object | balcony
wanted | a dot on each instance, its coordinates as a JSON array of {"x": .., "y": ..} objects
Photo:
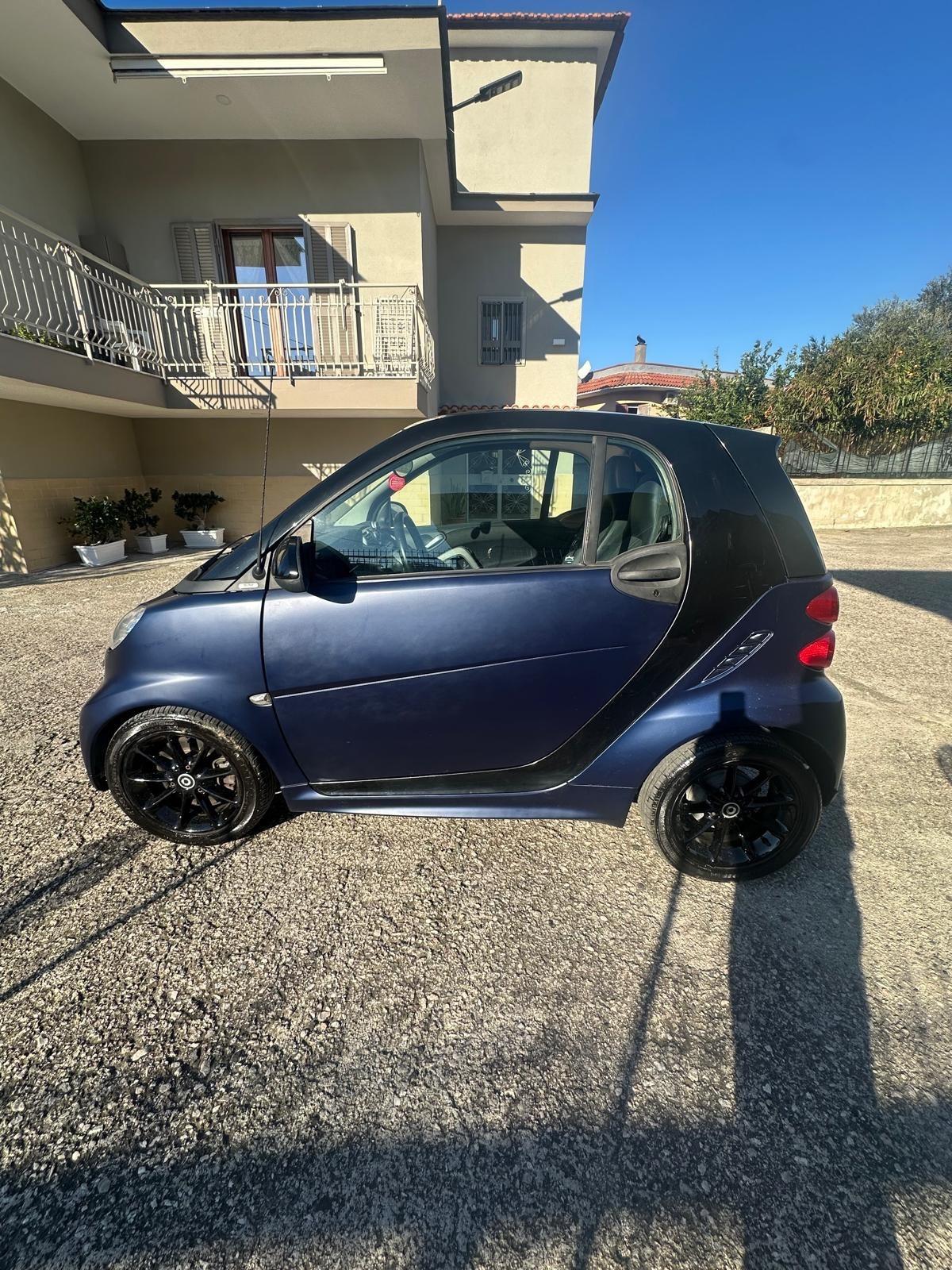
[{"x": 217, "y": 347}]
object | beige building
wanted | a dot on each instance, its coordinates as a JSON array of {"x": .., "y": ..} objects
[{"x": 200, "y": 210}]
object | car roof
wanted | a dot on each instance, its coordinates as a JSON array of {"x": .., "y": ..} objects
[{"x": 517, "y": 419}]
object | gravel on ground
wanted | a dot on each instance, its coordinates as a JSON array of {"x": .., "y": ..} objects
[{"x": 381, "y": 1043}]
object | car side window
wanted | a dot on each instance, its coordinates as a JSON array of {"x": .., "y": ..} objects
[
  {"x": 463, "y": 506},
  {"x": 638, "y": 507}
]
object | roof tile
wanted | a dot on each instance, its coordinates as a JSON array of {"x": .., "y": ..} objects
[{"x": 636, "y": 379}]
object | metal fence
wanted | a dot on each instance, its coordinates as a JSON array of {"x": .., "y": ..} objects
[
  {"x": 816, "y": 454},
  {"x": 52, "y": 292}
]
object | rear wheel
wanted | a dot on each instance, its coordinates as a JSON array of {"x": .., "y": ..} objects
[
  {"x": 187, "y": 778},
  {"x": 731, "y": 806}
]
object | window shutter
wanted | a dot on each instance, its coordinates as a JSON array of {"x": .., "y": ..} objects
[
  {"x": 332, "y": 252},
  {"x": 336, "y": 318},
  {"x": 512, "y": 332},
  {"x": 196, "y": 252},
  {"x": 492, "y": 333},
  {"x": 205, "y": 329}
]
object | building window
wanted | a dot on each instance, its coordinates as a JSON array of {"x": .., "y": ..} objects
[{"x": 501, "y": 332}]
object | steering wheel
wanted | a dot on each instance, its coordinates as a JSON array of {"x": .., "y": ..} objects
[{"x": 405, "y": 537}]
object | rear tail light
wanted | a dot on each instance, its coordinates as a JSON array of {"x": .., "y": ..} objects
[
  {"x": 824, "y": 609},
  {"x": 819, "y": 654}
]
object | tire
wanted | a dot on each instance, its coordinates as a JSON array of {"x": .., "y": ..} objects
[
  {"x": 731, "y": 808},
  {"x": 187, "y": 778}
]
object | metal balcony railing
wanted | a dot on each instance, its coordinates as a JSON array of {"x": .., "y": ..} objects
[{"x": 52, "y": 292}]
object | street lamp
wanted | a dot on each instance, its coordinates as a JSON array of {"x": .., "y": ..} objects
[{"x": 505, "y": 84}]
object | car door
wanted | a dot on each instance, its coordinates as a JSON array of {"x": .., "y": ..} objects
[{"x": 463, "y": 611}]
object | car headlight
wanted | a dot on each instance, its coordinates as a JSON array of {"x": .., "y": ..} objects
[{"x": 125, "y": 625}]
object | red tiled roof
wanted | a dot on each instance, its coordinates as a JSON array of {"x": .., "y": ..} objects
[
  {"x": 501, "y": 19},
  {"x": 636, "y": 379},
  {"x": 469, "y": 410}
]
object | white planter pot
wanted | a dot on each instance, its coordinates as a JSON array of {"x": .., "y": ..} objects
[
  {"x": 203, "y": 537},
  {"x": 152, "y": 544},
  {"x": 106, "y": 552}
]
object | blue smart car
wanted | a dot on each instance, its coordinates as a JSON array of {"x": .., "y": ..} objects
[{"x": 533, "y": 614}]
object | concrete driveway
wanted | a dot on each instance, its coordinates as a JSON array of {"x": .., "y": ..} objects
[{"x": 380, "y": 1043}]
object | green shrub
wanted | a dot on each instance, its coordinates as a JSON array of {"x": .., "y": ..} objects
[
  {"x": 36, "y": 337},
  {"x": 95, "y": 521},
  {"x": 136, "y": 510},
  {"x": 194, "y": 507}
]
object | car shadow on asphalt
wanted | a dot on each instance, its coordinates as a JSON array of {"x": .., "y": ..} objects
[
  {"x": 48, "y": 891},
  {"x": 75, "y": 884},
  {"x": 924, "y": 588},
  {"x": 804, "y": 1165},
  {"x": 132, "y": 563}
]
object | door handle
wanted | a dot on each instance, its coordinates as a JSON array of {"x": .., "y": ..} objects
[{"x": 635, "y": 572}]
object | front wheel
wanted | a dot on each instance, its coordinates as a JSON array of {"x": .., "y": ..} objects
[
  {"x": 187, "y": 778},
  {"x": 731, "y": 806}
]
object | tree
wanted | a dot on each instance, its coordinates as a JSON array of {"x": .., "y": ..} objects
[
  {"x": 936, "y": 298},
  {"x": 748, "y": 398},
  {"x": 888, "y": 375},
  {"x": 886, "y": 380}
]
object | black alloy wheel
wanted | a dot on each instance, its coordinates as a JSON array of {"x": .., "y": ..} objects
[
  {"x": 183, "y": 783},
  {"x": 188, "y": 778},
  {"x": 731, "y": 808},
  {"x": 735, "y": 816}
]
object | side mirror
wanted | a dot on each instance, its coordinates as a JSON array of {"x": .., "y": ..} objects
[{"x": 289, "y": 568}]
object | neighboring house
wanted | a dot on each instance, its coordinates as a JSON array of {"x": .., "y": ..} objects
[
  {"x": 194, "y": 198},
  {"x": 638, "y": 387}
]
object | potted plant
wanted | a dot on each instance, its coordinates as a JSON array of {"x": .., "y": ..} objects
[
  {"x": 137, "y": 514},
  {"x": 97, "y": 522},
  {"x": 194, "y": 508}
]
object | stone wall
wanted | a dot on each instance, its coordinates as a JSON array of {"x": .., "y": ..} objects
[{"x": 860, "y": 503}]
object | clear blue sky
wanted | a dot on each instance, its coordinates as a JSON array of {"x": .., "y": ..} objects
[{"x": 766, "y": 169}]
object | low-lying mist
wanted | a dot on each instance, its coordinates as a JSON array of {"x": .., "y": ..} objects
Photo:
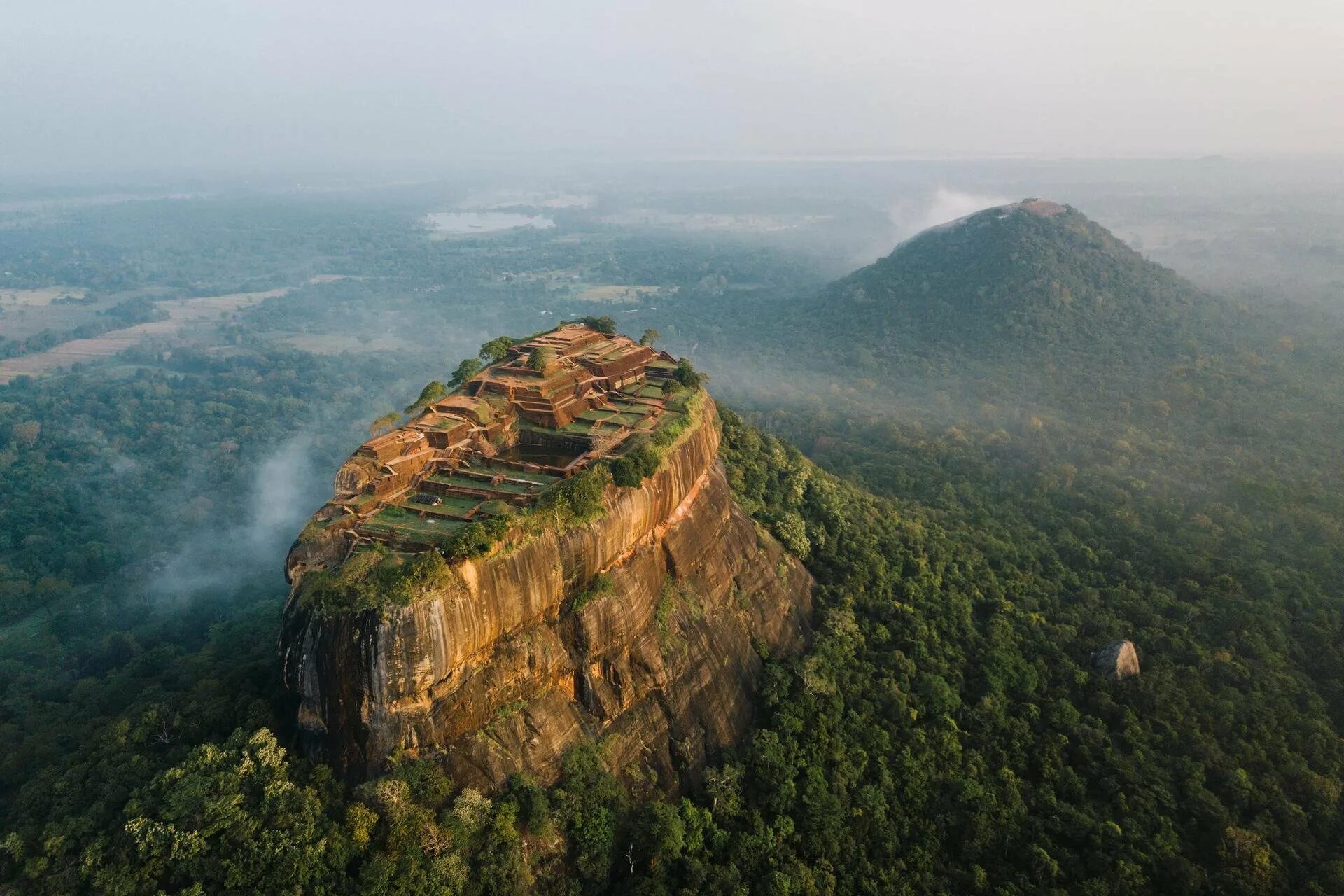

==*==

# Task prompt:
Write out, from the lines above, only those from the line with "object | green shrub" to the line with "object | front wheel", exactly as given, including the first and the last.

# Answer:
object | green shrub
wanted | a dot on each instance, its coordinates as a JSON array of {"x": .., "y": ..} objects
[
  {"x": 36, "y": 337},
  {"x": 95, "y": 521},
  {"x": 136, "y": 510},
  {"x": 194, "y": 507}
]
object | car shadow on asphalt
wanted | a dot on each instance, its coordinates as a JSON array of {"x": .., "y": ..} objects
[
  {"x": 48, "y": 891},
  {"x": 75, "y": 884},
  {"x": 924, "y": 588},
  {"x": 804, "y": 1165},
  {"x": 132, "y": 563}
]
object | door handle
wanted | a dot on each instance, its coordinates as a JSON array of {"x": .., "y": ..} objects
[{"x": 635, "y": 572}]
object | front wheel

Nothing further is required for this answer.